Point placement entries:
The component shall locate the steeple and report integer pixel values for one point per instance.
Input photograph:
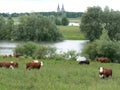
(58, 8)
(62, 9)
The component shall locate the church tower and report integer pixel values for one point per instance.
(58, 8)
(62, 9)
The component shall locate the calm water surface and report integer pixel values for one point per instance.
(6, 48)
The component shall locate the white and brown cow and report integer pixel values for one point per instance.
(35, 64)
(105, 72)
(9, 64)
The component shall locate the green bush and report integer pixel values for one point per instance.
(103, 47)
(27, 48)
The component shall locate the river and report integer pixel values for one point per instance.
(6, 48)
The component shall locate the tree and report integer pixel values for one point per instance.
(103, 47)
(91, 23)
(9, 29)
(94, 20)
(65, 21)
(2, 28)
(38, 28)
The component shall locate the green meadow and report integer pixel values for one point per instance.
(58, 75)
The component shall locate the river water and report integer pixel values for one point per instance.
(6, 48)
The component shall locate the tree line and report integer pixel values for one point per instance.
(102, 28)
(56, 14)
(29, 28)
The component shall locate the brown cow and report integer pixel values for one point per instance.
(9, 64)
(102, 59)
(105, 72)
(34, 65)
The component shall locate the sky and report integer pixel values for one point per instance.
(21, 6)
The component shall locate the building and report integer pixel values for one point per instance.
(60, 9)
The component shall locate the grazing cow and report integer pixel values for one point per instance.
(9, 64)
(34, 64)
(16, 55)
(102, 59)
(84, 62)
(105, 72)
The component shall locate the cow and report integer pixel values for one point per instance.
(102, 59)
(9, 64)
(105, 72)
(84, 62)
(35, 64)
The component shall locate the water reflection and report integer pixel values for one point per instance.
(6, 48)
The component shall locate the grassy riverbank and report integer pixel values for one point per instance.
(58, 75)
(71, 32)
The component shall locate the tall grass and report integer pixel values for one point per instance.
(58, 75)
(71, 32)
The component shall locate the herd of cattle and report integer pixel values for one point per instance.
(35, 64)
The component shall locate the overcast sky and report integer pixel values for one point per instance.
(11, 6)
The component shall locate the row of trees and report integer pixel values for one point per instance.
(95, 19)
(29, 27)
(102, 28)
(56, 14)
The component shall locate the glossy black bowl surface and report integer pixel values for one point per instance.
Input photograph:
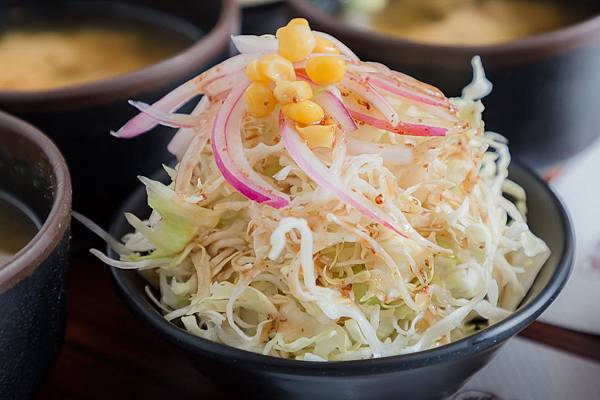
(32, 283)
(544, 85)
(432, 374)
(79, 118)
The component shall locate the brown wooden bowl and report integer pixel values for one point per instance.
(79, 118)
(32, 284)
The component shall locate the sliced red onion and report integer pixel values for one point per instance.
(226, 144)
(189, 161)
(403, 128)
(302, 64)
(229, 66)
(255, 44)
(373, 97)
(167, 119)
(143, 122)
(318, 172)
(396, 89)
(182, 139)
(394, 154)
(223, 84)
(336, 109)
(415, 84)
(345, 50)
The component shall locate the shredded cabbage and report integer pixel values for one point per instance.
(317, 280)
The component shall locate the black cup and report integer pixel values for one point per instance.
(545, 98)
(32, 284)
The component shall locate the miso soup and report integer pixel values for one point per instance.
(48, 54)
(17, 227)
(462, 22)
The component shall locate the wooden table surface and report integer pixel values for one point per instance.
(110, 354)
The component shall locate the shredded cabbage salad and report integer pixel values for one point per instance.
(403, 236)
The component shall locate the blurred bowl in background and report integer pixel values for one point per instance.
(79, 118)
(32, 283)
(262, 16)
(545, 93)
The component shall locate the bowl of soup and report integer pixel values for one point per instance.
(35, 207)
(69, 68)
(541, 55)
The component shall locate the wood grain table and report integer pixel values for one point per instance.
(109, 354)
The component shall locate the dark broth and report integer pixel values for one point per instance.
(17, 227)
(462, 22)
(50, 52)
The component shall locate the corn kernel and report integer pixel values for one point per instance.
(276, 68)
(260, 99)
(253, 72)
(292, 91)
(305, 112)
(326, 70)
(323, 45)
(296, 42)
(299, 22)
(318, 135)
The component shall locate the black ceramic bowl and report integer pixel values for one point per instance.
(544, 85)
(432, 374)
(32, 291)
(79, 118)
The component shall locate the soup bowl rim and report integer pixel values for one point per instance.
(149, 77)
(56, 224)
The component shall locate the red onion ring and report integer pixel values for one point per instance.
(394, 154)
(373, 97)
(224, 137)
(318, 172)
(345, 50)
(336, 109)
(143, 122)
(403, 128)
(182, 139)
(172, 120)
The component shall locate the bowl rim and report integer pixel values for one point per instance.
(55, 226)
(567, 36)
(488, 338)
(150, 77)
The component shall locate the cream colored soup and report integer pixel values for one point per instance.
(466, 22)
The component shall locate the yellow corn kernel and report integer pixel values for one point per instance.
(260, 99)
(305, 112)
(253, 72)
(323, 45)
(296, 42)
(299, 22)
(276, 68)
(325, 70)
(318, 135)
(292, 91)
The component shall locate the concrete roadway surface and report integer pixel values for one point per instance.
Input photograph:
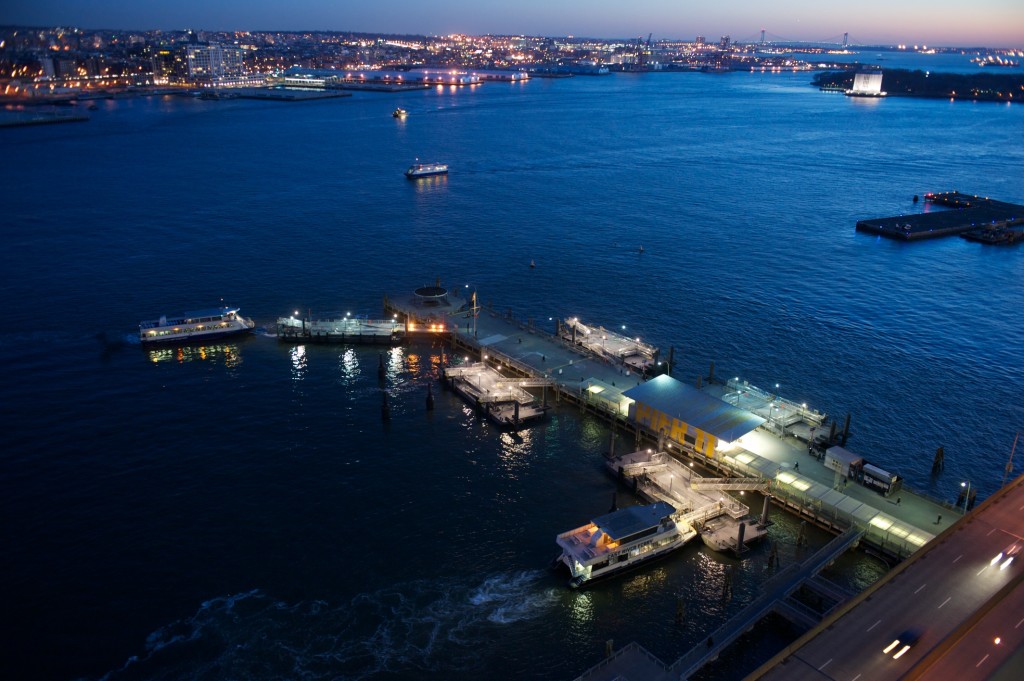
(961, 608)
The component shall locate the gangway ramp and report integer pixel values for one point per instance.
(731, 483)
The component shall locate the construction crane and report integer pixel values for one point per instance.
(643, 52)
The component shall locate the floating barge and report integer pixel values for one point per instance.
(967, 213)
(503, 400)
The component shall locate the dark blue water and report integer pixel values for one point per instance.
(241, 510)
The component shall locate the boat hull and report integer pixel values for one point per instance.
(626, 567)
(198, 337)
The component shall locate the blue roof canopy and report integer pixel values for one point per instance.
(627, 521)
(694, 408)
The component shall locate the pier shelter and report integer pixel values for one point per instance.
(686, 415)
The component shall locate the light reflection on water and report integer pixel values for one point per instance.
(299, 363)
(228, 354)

--

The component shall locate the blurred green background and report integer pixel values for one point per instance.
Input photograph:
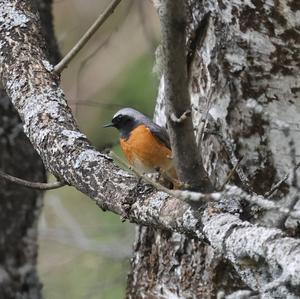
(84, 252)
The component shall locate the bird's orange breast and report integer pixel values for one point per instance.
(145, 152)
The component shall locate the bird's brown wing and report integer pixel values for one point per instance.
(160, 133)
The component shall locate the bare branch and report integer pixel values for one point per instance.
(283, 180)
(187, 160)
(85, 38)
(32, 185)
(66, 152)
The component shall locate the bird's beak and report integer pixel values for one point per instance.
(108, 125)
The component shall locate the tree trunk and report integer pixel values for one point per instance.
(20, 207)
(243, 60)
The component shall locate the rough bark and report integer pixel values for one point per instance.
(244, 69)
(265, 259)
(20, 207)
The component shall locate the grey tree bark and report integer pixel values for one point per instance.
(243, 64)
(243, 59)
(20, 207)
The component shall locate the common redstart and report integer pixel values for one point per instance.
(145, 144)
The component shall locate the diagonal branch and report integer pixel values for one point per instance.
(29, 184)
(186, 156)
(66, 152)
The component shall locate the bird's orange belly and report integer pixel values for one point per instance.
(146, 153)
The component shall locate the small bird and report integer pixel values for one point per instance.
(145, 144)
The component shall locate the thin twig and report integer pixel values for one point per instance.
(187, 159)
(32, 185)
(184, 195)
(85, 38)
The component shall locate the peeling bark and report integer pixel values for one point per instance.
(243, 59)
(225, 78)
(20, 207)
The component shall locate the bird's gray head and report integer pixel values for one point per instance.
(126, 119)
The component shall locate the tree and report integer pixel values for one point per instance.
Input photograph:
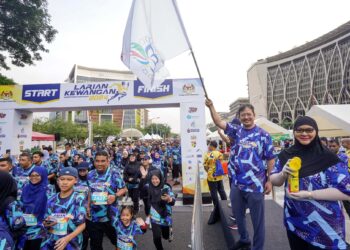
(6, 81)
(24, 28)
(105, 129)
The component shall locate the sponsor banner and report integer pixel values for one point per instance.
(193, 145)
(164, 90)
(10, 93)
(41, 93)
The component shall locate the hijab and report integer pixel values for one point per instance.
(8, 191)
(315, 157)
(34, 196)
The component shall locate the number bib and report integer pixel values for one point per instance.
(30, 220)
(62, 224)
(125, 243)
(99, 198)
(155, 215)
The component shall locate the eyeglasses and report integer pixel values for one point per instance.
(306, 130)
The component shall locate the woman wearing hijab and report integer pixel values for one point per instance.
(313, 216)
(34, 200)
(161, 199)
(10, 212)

...

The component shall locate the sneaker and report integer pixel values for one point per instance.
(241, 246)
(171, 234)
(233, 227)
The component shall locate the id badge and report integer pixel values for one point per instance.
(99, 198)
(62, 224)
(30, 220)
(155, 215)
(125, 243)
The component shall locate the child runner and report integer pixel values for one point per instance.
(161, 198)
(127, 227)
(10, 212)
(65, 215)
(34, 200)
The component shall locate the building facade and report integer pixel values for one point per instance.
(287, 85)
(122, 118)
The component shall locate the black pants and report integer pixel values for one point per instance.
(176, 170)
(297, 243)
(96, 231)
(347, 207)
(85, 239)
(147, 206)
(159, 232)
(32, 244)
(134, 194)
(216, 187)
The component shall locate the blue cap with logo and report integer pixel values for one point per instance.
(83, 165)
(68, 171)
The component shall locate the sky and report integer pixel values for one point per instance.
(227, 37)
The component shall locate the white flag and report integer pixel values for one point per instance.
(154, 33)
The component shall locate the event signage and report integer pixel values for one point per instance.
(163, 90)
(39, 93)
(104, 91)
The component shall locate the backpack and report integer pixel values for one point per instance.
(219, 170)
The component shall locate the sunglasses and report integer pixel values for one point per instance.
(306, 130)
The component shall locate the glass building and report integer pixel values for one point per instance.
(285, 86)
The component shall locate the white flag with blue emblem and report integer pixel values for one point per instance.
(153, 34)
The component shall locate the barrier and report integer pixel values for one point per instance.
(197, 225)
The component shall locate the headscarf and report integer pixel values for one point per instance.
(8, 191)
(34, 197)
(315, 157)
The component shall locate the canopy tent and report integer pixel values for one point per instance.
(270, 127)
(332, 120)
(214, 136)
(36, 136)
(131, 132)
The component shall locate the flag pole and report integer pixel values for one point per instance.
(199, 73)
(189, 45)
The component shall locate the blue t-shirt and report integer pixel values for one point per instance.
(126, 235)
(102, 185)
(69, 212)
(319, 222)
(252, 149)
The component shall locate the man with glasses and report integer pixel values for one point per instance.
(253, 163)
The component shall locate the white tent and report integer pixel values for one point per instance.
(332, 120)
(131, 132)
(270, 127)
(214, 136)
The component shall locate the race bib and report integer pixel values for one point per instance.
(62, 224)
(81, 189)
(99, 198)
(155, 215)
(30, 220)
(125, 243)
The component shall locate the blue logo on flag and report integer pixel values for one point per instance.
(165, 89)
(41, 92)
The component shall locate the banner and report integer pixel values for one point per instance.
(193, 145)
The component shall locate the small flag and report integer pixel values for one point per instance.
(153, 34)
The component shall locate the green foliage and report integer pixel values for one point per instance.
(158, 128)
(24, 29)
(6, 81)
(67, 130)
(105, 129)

Task statement —
Display every line of the entries above that contains the string "table", treating uppercase and lowercase letters as different.

Response —
The component shall locate the wooden table surface and report integer pixel values for one point per instance.
The component shall locate the wood grain table and report integer pixel values for one point per instance.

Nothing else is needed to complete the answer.